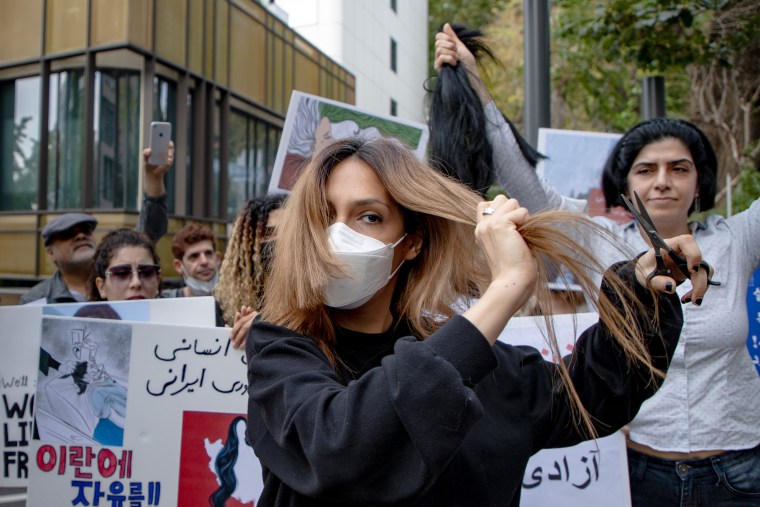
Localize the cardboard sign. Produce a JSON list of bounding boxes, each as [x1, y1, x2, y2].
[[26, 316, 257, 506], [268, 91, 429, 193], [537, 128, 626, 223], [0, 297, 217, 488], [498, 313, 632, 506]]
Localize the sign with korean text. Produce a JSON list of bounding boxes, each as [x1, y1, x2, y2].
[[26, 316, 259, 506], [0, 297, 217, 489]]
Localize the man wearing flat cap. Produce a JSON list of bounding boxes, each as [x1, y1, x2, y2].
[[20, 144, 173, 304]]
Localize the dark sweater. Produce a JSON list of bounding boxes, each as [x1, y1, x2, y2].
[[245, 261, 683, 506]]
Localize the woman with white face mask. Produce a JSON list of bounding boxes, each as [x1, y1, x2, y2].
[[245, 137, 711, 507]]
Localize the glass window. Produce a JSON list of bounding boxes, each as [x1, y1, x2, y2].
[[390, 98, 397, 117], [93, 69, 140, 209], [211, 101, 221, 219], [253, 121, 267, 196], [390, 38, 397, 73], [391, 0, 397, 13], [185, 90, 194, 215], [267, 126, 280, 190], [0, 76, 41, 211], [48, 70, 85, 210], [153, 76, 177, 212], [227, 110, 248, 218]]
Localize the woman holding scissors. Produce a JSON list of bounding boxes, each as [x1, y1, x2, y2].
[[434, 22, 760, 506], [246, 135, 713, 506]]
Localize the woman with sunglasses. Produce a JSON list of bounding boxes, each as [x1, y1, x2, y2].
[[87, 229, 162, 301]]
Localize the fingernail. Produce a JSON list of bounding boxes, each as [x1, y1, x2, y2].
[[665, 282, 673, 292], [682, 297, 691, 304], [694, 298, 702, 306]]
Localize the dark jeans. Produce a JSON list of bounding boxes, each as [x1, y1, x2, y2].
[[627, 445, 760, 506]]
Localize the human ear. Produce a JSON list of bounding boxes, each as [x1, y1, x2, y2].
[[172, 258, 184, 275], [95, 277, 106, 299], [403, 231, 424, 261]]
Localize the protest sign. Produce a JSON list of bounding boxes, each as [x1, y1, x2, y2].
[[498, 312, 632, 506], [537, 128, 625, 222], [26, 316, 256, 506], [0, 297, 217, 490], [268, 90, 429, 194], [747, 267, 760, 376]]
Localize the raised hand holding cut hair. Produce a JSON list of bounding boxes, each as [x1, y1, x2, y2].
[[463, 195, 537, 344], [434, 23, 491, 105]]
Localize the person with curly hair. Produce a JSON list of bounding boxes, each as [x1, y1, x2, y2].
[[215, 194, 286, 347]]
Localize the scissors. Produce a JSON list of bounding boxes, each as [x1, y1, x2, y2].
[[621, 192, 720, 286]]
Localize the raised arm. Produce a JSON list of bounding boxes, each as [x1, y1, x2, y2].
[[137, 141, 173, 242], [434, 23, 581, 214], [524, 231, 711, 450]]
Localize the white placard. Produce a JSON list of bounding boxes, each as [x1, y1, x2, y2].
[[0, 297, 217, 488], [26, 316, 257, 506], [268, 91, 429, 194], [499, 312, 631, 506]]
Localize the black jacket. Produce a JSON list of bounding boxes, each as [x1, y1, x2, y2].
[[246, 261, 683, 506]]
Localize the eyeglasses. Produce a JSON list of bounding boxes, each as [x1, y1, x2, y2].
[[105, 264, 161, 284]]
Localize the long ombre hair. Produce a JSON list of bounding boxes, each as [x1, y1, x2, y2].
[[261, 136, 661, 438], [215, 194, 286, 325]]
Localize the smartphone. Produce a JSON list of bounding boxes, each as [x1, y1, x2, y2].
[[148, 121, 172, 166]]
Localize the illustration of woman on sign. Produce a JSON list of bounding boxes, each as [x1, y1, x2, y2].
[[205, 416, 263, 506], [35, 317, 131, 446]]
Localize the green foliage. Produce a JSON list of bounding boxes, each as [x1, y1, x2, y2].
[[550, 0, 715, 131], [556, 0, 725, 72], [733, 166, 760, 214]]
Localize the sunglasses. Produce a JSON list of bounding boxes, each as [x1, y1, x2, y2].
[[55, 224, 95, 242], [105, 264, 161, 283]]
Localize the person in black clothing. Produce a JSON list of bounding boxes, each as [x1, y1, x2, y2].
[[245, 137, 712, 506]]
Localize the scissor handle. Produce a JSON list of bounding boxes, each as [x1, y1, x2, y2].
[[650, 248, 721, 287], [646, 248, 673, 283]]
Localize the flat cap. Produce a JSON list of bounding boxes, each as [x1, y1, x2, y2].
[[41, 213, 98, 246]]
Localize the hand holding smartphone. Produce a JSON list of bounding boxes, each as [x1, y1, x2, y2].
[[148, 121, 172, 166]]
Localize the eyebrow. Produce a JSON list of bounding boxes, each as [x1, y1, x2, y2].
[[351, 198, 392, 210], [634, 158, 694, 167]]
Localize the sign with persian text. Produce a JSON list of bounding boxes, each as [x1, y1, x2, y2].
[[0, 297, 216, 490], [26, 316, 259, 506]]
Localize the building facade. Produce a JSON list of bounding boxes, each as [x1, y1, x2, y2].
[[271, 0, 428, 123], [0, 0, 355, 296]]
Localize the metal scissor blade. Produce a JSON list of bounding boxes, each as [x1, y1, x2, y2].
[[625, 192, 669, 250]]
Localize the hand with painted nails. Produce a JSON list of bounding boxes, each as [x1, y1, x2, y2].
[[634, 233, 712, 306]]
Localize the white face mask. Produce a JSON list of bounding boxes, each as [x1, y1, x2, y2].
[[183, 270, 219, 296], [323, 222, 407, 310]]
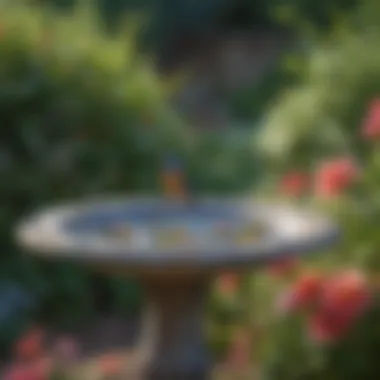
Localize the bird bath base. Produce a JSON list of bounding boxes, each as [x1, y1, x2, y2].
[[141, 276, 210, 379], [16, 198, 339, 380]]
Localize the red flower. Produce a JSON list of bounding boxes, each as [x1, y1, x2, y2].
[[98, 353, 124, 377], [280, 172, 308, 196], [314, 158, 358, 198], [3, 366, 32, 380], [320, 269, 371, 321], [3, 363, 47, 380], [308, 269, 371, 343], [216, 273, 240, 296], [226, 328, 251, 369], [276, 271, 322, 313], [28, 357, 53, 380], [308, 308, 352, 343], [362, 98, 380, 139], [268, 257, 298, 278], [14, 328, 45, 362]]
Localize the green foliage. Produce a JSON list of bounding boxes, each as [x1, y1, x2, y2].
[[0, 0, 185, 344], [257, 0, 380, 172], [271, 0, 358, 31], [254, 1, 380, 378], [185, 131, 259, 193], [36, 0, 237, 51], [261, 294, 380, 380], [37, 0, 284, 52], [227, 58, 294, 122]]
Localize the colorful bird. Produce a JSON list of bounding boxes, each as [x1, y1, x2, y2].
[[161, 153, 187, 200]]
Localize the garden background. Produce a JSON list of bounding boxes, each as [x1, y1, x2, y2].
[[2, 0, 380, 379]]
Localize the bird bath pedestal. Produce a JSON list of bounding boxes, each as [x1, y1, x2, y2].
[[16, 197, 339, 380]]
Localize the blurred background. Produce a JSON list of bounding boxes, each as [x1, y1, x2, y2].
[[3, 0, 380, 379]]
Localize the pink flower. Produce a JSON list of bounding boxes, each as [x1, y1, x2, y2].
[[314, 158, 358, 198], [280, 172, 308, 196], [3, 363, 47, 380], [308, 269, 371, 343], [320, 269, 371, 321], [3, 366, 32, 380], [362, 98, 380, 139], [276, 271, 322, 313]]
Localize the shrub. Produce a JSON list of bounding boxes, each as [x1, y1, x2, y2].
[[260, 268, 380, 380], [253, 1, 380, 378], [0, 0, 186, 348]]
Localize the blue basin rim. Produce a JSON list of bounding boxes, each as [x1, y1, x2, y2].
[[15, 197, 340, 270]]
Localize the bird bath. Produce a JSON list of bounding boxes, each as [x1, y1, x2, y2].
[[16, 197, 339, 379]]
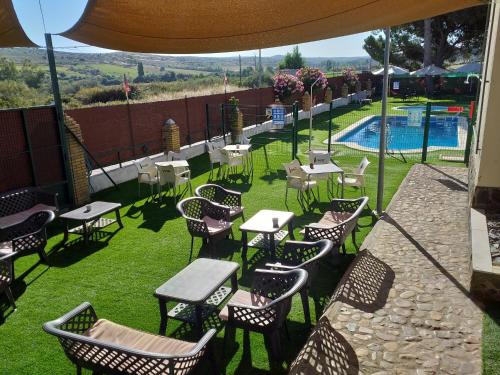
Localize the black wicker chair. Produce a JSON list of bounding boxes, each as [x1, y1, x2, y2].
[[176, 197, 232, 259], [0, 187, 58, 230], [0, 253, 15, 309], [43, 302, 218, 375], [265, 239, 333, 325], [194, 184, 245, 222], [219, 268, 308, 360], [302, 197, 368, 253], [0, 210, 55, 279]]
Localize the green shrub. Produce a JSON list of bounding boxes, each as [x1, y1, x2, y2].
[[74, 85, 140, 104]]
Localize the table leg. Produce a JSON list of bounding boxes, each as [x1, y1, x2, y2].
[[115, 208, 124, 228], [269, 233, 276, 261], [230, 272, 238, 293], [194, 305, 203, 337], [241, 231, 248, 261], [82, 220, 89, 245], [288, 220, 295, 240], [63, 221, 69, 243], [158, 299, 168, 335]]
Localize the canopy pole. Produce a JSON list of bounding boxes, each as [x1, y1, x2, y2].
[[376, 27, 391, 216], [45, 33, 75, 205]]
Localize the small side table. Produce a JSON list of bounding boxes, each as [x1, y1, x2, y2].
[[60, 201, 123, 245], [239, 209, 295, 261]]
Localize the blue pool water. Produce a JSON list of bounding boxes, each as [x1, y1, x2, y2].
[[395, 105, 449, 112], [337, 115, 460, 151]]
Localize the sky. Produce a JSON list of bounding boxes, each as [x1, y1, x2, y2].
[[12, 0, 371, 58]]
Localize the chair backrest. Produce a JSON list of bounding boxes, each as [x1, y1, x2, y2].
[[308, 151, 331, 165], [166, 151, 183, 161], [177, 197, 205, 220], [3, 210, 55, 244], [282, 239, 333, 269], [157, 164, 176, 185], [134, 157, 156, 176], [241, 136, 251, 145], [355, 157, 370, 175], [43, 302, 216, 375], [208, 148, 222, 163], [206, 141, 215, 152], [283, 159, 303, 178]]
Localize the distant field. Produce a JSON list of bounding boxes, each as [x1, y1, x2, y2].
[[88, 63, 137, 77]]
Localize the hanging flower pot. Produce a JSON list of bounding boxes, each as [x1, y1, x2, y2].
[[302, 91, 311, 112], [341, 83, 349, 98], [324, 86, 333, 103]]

Work task ->
Only the line containing "Localize the hanging" and the lines after it, through the end of the data, should be copied, exactly as they are.

Written solution ->
Localize the hanging flower pot. Produce a JSON list of bounding boxes, each as [x1, y1, x2, y2].
[[302, 91, 311, 112], [341, 83, 349, 98], [324, 86, 333, 103]]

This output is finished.